- PROVIDED PASSAGE
===============

My datastore have parents and children. Each parent has children. Imagine that I have to find children. I have a condition on the parent and an other on the children for example, imagine a real family datastore, my conditions are: I want all children that are a boy from parent who are 35 years old or more.
The query I have for now is something like:
P = Parent.query(Parent.age >= 35)
for p in P:
C = Children.query(gender == "boy", ancestor = p.key)
for c in C:
-> here I print information on the children
But the query is very slow with a lot of parent and children to test. I want to avoid iteration like for etc. because I think it take a long time because of that! What is the best practice to have his kind of query but quickly?
I have also brothers for the children and I can make queries, for example if I want all children that have parent that are more that 35 yers old and a sister named "Sisi", I will have (each children have his brothers on the value "brother"):
P = Parent.query(Parent.age >= 35)
for p in P:
C = Children.query(gender == "girl", name == "Sisi", ancestor = p.key)
for c in C:
C1 = Children.query(gender == "boy", brother == c.key, ancestor = p.key)
for c1 in C1:
->Here I print information about the children
In fact this example (family example) good for my project but it give an idea of the problem I have
How I've been able to do this before is to store the keys in a separate lookup entity. This goes along the key-value store premise that duplicate info is sometimes necessary for faster lookups. For example:
ParentChildLookup
- parent_key = ndb.KeyProperty()

===============

Contour labeling items:
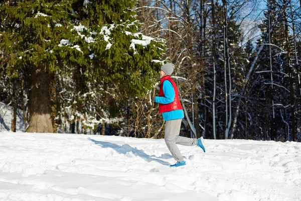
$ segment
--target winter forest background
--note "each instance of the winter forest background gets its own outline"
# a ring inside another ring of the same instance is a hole
[[[300,6],[2,1],[0,131],[15,132],[20,117],[30,132],[163,138],[150,97],[161,66],[171,62],[185,114],[181,134],[299,142]]]

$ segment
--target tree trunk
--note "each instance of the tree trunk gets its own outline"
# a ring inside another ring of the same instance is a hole
[[[27,127],[27,120],[26,118],[26,112],[25,111],[25,104],[24,104],[24,79],[23,78],[21,78],[21,98],[22,98],[22,109],[23,109],[23,118],[24,119],[24,128],[26,130]]]
[[[70,126],[70,133],[75,133],[75,121],[73,120],[73,122],[71,123]]]
[[[270,99],[272,102],[272,109],[273,111],[273,116],[272,117],[272,121],[271,123],[271,140],[276,140],[274,136],[276,136],[274,130],[274,124],[275,123],[275,110],[274,109],[274,88],[273,84],[273,68],[272,68],[272,51],[271,47],[271,22],[270,22],[270,15],[271,15],[271,10],[270,7],[269,0],[267,1],[267,10],[268,12],[268,43],[270,44],[269,45],[269,62],[270,62],[270,70],[271,75],[271,97]]]
[[[215,12],[214,9],[214,0],[211,0],[212,15],[212,61],[213,62],[213,74],[214,74],[214,86],[213,86],[213,98],[212,100],[212,129],[213,129],[213,138],[216,139],[216,133],[215,128],[215,100],[216,95],[216,72],[215,71]]]
[[[14,86],[15,87],[15,86]],[[14,98],[14,110],[13,112],[13,118],[12,118],[12,131],[16,132],[16,126],[17,123],[17,103],[16,98]]]
[[[285,41],[286,41],[286,49],[287,51],[287,62],[288,63],[288,77],[289,79],[289,99],[290,101],[290,113],[291,115],[291,123],[292,129],[292,141],[296,141],[296,127],[295,127],[295,119],[294,114],[294,102],[293,97],[293,87],[292,80],[292,72],[290,64],[290,49],[289,47],[289,40],[288,39],[288,25],[287,23],[287,18],[286,17],[286,1],[283,1],[283,15],[284,17],[284,21],[285,24]]]
[[[50,78],[44,68],[33,67],[29,95],[29,126],[26,132],[53,133],[50,116]]]
[[[105,135],[105,123],[104,122],[104,121],[102,121],[102,129],[101,129],[101,135]]]
[[[227,26],[227,13],[226,9],[226,0],[223,0],[223,18],[224,18],[224,28],[223,28],[223,46],[224,46],[224,52],[223,54],[223,57],[224,59],[224,79],[225,82],[225,103],[226,104],[225,112],[226,114],[225,115],[225,119],[226,120],[225,124],[225,139],[228,139],[228,136],[229,135],[229,131],[227,129],[228,126],[228,89],[227,88],[227,57],[226,56],[226,46],[228,45],[228,43],[226,42],[226,27]]]
[[[195,127],[196,128],[197,138],[200,138],[201,137],[201,129],[200,128],[200,121],[199,120],[199,104],[197,98],[197,96],[195,85],[194,85],[192,87],[192,93],[193,96]]]

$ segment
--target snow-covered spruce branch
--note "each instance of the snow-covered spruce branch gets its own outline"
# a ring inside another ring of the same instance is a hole
[[[287,90],[287,91],[289,92],[289,90],[287,89],[286,88],[284,87],[283,86],[281,86],[281,85],[280,85],[279,84],[275,84],[274,83],[266,83],[266,82],[264,82],[264,84],[271,84],[271,85],[275,85],[276,86],[279,86],[279,87],[283,88],[284,89],[285,89],[286,90]]]
[[[180,34],[179,34],[177,32],[175,32],[175,31],[172,30],[171,29],[160,29],[160,30],[156,31],[153,33],[155,33],[161,32],[162,31],[170,31],[171,32],[174,33],[176,35],[177,35],[178,36],[179,36],[182,40],[183,40],[183,41],[184,40],[184,39],[182,37],[182,36]]]

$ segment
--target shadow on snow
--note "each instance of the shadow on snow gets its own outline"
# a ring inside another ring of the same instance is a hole
[[[125,154],[126,153],[130,152],[132,152],[134,155],[139,156],[143,160],[148,162],[150,161],[156,161],[161,163],[164,165],[170,165],[171,164],[170,163],[164,161],[162,160],[153,158],[156,157],[157,158],[163,159],[171,158],[172,158],[172,156],[170,154],[164,154],[160,157],[157,157],[154,155],[153,156],[149,156],[149,155],[145,154],[143,150],[137,149],[135,148],[132,148],[127,144],[124,144],[122,146],[120,146],[116,144],[111,143],[110,142],[97,141],[90,138],[88,138],[87,139],[92,141],[97,145],[99,145],[102,148],[111,148],[119,154]]]

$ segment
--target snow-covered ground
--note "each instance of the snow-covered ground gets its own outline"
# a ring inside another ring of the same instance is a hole
[[[300,200],[301,143],[0,133],[0,200]]]

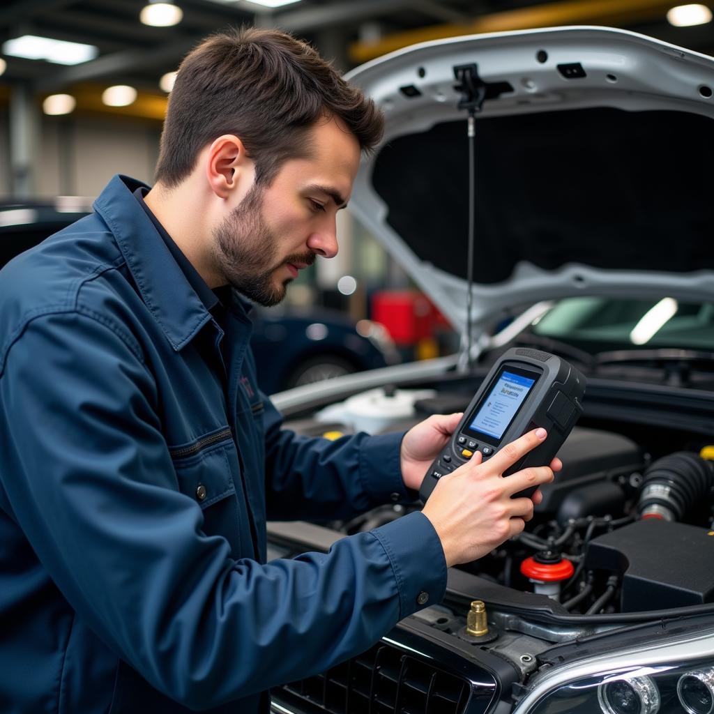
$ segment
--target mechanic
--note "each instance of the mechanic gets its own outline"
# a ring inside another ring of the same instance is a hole
[[[501,474],[542,429],[423,512],[266,563],[266,518],[410,500],[461,416],[307,438],[256,386],[245,298],[275,304],[335,255],[382,126],[290,36],[214,35],[179,69],[154,187],[115,176],[0,273],[4,714],[266,712],[270,687],[367,649],[531,516],[510,496],[560,463]]]

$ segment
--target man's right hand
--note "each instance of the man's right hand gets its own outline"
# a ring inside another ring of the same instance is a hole
[[[533,516],[533,501],[511,496],[549,483],[561,464],[553,459],[550,466],[503,474],[546,436],[542,428],[529,431],[485,463],[477,452],[468,463],[439,479],[422,513],[441,540],[447,566],[482,558],[523,530]]]

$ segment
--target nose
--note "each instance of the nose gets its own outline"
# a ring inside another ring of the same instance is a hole
[[[311,233],[308,238],[308,248],[323,258],[334,258],[337,255],[337,225],[334,219],[329,226]]]

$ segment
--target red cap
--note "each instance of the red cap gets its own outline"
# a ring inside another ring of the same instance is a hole
[[[526,558],[521,563],[521,572],[531,580],[557,583],[572,577],[575,568],[573,563],[565,558],[559,563],[538,563],[533,558]]]

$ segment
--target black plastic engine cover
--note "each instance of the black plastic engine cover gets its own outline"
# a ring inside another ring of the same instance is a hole
[[[623,575],[623,613],[714,601],[714,531],[658,518],[593,538],[585,567]]]
[[[620,474],[629,474],[643,468],[640,449],[631,439],[612,432],[581,426],[573,429],[558,456],[563,461],[563,471],[555,474],[552,483],[540,487],[543,501],[536,506],[537,513],[556,513],[571,493],[590,484],[611,481]],[[615,491],[615,501],[617,496]],[[613,500],[605,498],[603,501],[603,494],[600,494],[589,503],[585,498],[585,492],[583,496],[577,504],[566,505],[563,518],[605,515],[608,510],[605,507],[610,505]],[[612,505],[621,506],[623,501],[620,493],[620,504]],[[617,512],[611,513],[615,515]]]

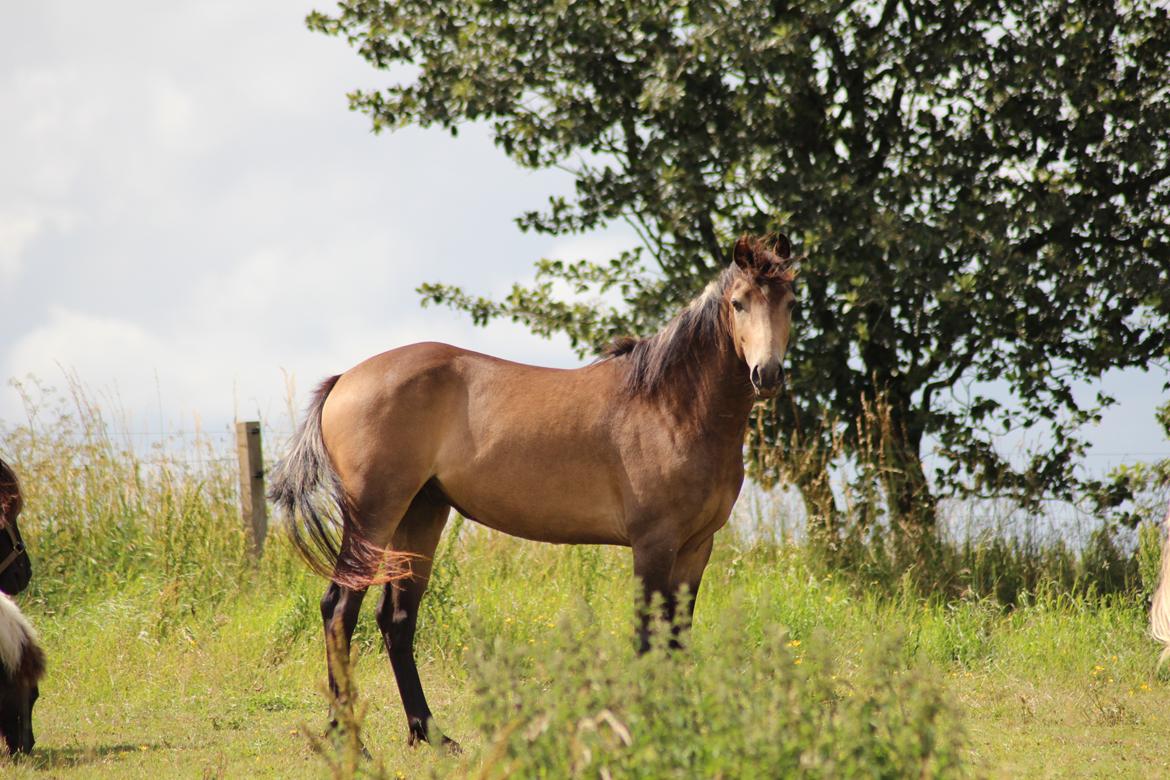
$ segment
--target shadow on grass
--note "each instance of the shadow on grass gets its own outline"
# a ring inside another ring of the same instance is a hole
[[[68,769],[70,767],[97,764],[108,758],[119,758],[130,753],[156,751],[163,745],[98,745],[78,747],[35,747],[33,754],[21,764],[33,769]]]

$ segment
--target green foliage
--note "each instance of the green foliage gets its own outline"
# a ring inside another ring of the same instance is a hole
[[[885,396],[903,520],[929,524],[932,493],[1074,496],[1076,432],[1112,402],[1074,384],[1170,348],[1161,4],[407,0],[308,22],[398,75],[350,96],[374,130],[487,122],[517,164],[571,171],[574,194],[522,228],[640,237],[610,263],[542,261],[503,301],[429,284],[425,302],[589,353],[656,329],[739,233],[790,230],[804,313],[764,440],[801,457],[840,435],[863,462],[852,422]],[[1023,462],[997,449],[1033,426]]]
[[[706,630],[732,637],[743,614]],[[875,647],[841,676],[826,637],[769,628],[713,655],[606,641],[587,609],[551,641],[473,660],[488,776],[958,776],[962,730],[940,685]],[[631,627],[632,630],[632,627]]]
[[[28,420],[0,430],[0,450],[27,495],[20,526],[36,598],[67,606],[146,580],[152,630],[165,633],[250,577],[236,467],[209,441],[144,455],[76,382],[68,396],[16,387]]]

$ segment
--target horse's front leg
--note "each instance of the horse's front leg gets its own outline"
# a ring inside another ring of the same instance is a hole
[[[695,619],[695,601],[698,599],[698,586],[703,582],[703,572],[707,570],[707,561],[711,558],[713,537],[707,537],[698,544],[688,543],[679,553],[670,572],[670,592],[675,594],[677,601],[682,602],[686,615],[679,616],[670,624],[670,647],[681,647],[679,636],[683,630],[689,630]],[[686,594],[683,594],[686,588]],[[677,610],[677,605],[675,607]]]
[[[655,594],[662,600],[663,616],[668,623],[674,622],[676,598],[670,589],[670,572],[677,558],[677,547],[662,541],[642,541],[634,544],[634,577],[641,581],[639,613],[641,626],[638,630],[638,651],[651,649],[651,622],[654,619],[653,605]]]

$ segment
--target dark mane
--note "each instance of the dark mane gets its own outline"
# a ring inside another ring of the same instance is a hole
[[[625,388],[632,395],[656,395],[667,380],[684,372],[694,384],[695,368],[709,350],[722,348],[728,334],[727,312],[723,306],[728,285],[738,274],[750,274],[759,287],[791,287],[796,278],[793,260],[773,250],[772,235],[757,239],[744,236],[736,250],[746,248],[752,257],[749,267],[728,265],[718,278],[680,311],[666,326],[646,338],[621,336],[601,351],[601,360],[626,361]],[[787,239],[784,239],[785,244]],[[787,247],[785,247],[787,248]]]
[[[20,495],[20,482],[8,464],[0,461],[0,526],[8,518],[20,515],[23,508],[23,499]]]
[[[732,269],[725,269],[654,336],[625,336],[605,347],[603,360],[626,361],[625,388],[629,394],[658,394],[672,374],[696,365],[703,352],[720,346],[728,327],[723,292],[734,275]]]

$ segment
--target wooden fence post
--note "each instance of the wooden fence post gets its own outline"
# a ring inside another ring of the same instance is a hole
[[[260,423],[235,423],[235,451],[240,457],[240,511],[248,532],[250,552],[264,552],[268,536],[268,504],[264,501],[264,456],[260,448]]]

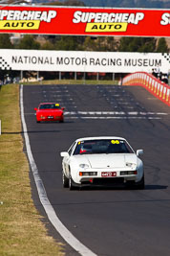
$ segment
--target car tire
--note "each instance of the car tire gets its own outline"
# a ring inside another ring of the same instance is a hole
[[[69,178],[65,175],[64,172],[62,172],[62,179],[63,179],[63,187],[69,188]]]
[[[73,179],[72,179],[71,173],[69,174],[69,189],[70,190],[74,190],[75,189],[75,187],[74,186],[74,182],[73,182]]]
[[[144,189],[144,175],[138,182],[127,181],[126,187],[127,189]]]

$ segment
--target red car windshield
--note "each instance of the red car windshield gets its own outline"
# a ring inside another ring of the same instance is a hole
[[[39,109],[61,109],[58,104],[43,104],[40,105]]]

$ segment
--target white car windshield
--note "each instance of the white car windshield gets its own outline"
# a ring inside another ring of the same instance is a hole
[[[124,140],[103,139],[77,142],[74,154],[92,153],[133,153],[134,151]]]

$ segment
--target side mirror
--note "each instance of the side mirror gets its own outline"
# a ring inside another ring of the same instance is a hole
[[[61,157],[68,157],[69,153],[67,151],[60,152]]]
[[[143,150],[138,150],[137,151],[137,155],[138,156],[139,154],[143,154]]]

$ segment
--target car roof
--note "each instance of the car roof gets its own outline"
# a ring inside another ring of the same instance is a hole
[[[117,137],[117,136],[97,136],[97,137],[79,138],[79,139],[76,139],[75,142],[85,141],[85,140],[126,140],[126,139],[124,139],[122,137]]]

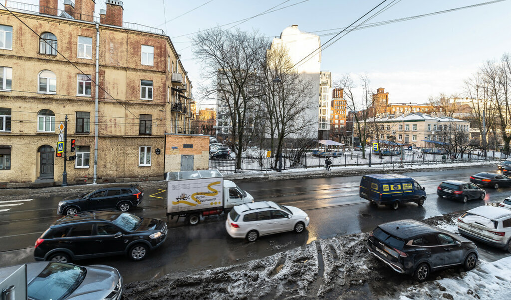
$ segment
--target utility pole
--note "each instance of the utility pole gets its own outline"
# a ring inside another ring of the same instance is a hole
[[[67,115],[65,115],[64,127],[64,172],[62,173],[62,187],[67,186],[67,172],[65,170],[66,162],[67,161]]]

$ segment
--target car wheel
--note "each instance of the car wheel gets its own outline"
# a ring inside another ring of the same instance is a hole
[[[149,248],[144,244],[135,245],[130,248],[129,257],[132,260],[141,261],[144,259],[149,252]]]
[[[119,204],[119,210],[121,212],[127,212],[131,208],[131,205],[127,202],[123,202]]]
[[[52,262],[58,262],[59,263],[69,263],[71,262],[71,258],[69,255],[63,252],[59,252],[52,254],[48,258],[48,260]]]
[[[465,259],[465,263],[463,264],[463,267],[466,271],[470,271],[476,266],[477,263],[477,257],[473,253],[471,253]]]
[[[199,217],[198,215],[194,214],[188,216],[188,223],[192,226],[195,226],[199,224],[199,221],[200,221],[200,218]]]
[[[397,200],[394,201],[394,202],[391,204],[390,207],[394,210],[397,210],[399,208],[399,201]]]
[[[254,230],[248,232],[248,233],[247,234],[247,240],[249,242],[255,242],[258,237],[259,237],[259,234]]]
[[[66,216],[74,216],[78,213],[78,209],[72,207],[64,210],[64,214]]]
[[[426,281],[429,275],[429,267],[426,264],[421,264],[413,272],[413,278],[419,282]]]

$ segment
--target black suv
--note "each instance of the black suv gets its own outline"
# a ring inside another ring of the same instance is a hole
[[[163,243],[167,232],[163,221],[129,213],[103,211],[66,216],[37,239],[34,258],[68,262],[126,253],[140,261]]]
[[[436,188],[436,194],[439,197],[452,198],[461,200],[463,203],[470,199],[484,200],[486,191],[474,183],[460,180],[442,181]]]
[[[143,199],[144,190],[140,186],[116,185],[66,197],[59,202],[57,213],[71,216],[81,212],[100,210],[127,212],[136,207]]]
[[[479,255],[473,242],[414,220],[380,225],[369,235],[367,250],[394,271],[419,282],[443,268],[461,265],[471,270]]]

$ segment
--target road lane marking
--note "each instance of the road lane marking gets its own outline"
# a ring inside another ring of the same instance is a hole
[[[158,197],[157,196],[154,196],[154,195],[158,195],[158,194],[160,194],[161,193],[163,193],[164,192],[165,192],[166,191],[166,190],[162,190],[161,189],[156,189],[156,190],[159,190],[160,191],[158,192],[158,193],[155,193],[154,194],[153,194],[152,195],[150,195],[149,197],[152,197],[153,198],[157,198],[158,199],[163,199],[162,197]]]
[[[0,203],[1,203],[1,202],[0,202]],[[24,203],[11,203],[11,204],[0,204],[0,207],[5,207],[5,206],[15,206],[15,205],[20,205],[22,204],[24,204]]]
[[[32,201],[33,199],[24,199],[22,200],[8,200],[7,201],[0,201],[0,203],[7,203],[13,202],[19,202],[20,201]],[[21,203],[22,204],[22,203]]]

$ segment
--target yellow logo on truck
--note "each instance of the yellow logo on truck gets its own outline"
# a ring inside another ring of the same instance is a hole
[[[207,189],[209,190],[210,191],[211,191],[211,192],[199,192],[198,193],[194,193],[193,194],[192,194],[191,196],[192,199],[195,201],[195,203],[193,203],[193,202],[188,201],[188,200],[190,200],[190,198],[188,196],[187,196],[186,194],[183,193],[181,194],[181,196],[176,198],[176,200],[177,200],[177,201],[173,201],[172,204],[174,205],[177,204],[185,204],[192,206],[196,206],[198,204],[201,204],[201,202],[200,202],[200,200],[195,198],[195,196],[216,196],[218,194],[218,191],[217,191],[216,190],[213,189],[211,187],[212,186],[219,184],[220,183],[220,181],[215,181],[214,182],[211,182],[211,183],[208,184]]]

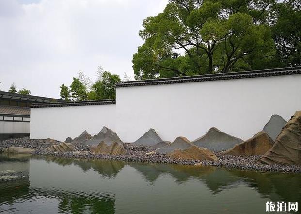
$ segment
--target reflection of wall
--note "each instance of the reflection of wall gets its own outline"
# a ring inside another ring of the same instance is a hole
[[[0,203],[5,201],[11,203],[15,200],[28,197],[29,166],[28,156],[0,154],[0,172],[9,170],[0,176],[22,173],[22,177],[0,182]]]
[[[86,130],[93,135],[104,126],[115,129],[115,105],[31,109],[31,138],[64,141]]]
[[[211,127],[246,139],[277,114],[300,110],[301,75],[117,88],[116,129],[133,142],[150,128],[163,140],[193,140]]]
[[[0,121],[0,134],[29,133],[30,123]]]

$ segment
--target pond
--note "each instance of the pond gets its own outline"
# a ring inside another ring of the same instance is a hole
[[[267,201],[301,206],[300,174],[2,154],[0,182],[5,214],[260,214]]]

===============

- DIRECTIVES
A – In the datastore query thread, where does the reply say the keys were stored to allow faster lookups?
B – Write the next part of the datastore query thread, starting right after its final line.

- WRITTEN ANSWERS
A – In a separate lookup entity.

B –
- child_key = ndb.KeyProperty()
You could even add a third dimension of you are getting grandchildren:
ParentChildLookup
- parent_key = ndb.KeyProperty()
- child_key = ndb.KeyProperty()
- grandchildren_key = ndb.KeyProperty()
If you wanted to look everything up in a single query, you can add the repeated clause to make children and grandchildren a list:
ParentChildLookup
- parent_key = ndb.KeyProperty()
- child_key = ndb.KeyProperty(repeated=True)
- grandchildren_key = ndb.KeyProperty(repeated=True)
You then need to insert/update these lookup values anytime there's a change in relationships. The benefit of this is that you can avoid a lot of queries, specifically nested or multi-property queries. If you don't like this approach, I would recommend taking a look at the "Relationship Model" explanation here: https://cloud.google.com/appengine/articles/modeling. You can store the relationships between many-to-many objects without the need to store them all in the same entity.